Written request.
Copy the lines from the one containing "finial visible in the camera view above." through the one containing "[102,262,108,287]", both included, reproducing them without any change.

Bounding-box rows
------------------------------------
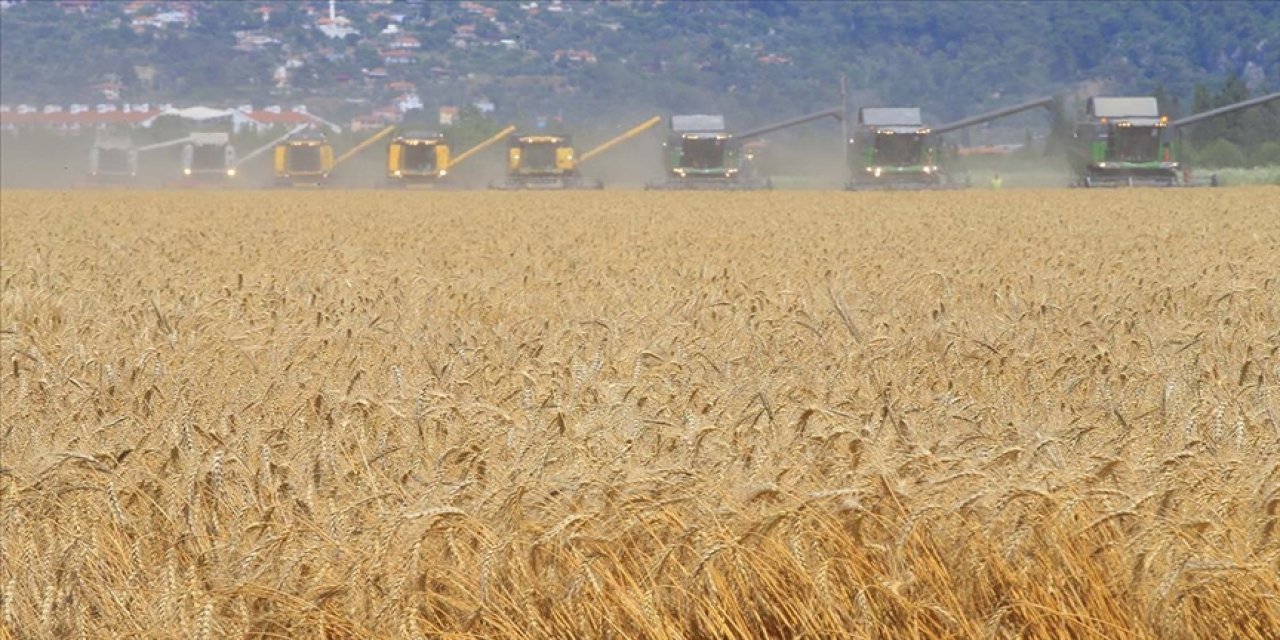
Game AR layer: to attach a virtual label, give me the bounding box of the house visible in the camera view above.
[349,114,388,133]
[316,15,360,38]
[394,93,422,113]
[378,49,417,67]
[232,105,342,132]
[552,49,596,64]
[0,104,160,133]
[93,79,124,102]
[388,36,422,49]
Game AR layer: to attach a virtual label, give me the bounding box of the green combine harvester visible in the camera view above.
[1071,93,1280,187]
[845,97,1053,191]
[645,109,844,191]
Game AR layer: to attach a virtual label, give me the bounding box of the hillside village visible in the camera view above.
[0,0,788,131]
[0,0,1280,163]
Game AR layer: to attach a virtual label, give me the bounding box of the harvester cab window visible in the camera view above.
------------------------------------
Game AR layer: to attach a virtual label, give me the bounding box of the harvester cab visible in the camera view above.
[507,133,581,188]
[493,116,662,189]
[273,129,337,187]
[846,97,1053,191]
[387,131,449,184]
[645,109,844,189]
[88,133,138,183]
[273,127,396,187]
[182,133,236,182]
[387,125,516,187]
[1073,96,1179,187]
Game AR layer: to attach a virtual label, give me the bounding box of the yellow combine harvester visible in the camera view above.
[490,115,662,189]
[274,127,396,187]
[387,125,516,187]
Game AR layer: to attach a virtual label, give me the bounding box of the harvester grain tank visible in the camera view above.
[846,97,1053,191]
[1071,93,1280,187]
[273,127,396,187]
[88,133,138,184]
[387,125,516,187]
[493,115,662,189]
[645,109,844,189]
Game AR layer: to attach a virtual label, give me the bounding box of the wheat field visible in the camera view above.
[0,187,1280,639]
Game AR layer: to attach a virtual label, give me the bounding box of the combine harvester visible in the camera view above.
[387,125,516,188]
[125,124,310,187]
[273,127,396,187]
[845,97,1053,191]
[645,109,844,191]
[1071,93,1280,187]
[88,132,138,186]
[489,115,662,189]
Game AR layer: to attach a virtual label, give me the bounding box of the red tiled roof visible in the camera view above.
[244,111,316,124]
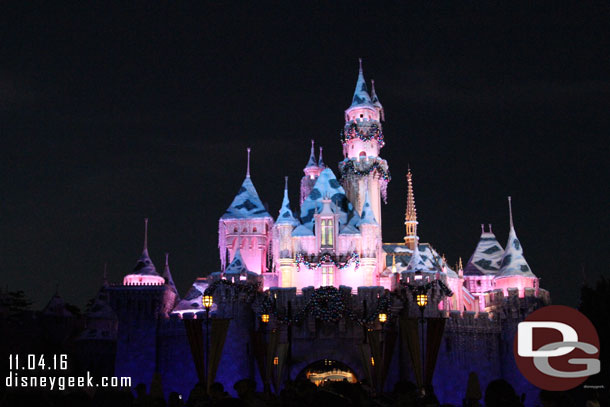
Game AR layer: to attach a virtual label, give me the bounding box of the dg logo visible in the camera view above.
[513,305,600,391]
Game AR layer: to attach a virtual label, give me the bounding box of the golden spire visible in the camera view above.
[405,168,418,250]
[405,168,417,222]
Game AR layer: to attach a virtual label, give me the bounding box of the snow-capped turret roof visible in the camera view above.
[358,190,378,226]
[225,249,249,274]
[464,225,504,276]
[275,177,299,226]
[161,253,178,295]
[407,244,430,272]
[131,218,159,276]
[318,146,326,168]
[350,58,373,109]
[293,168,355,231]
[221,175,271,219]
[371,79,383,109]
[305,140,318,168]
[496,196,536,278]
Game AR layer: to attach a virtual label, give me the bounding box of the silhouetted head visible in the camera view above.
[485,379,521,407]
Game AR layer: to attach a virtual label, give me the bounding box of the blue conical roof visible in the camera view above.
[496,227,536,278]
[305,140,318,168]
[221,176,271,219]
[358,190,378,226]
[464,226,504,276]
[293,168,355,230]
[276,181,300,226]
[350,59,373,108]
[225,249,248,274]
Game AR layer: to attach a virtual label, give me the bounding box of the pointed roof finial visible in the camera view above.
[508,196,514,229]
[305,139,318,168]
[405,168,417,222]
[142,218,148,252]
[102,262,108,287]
------------------------------------
The response.
Game AR layer: to attach a virtual label, give me the bounding box of the pointed roof finial visible in the camera view above.
[508,196,514,229]
[305,139,318,168]
[405,168,417,222]
[142,218,148,252]
[102,262,108,287]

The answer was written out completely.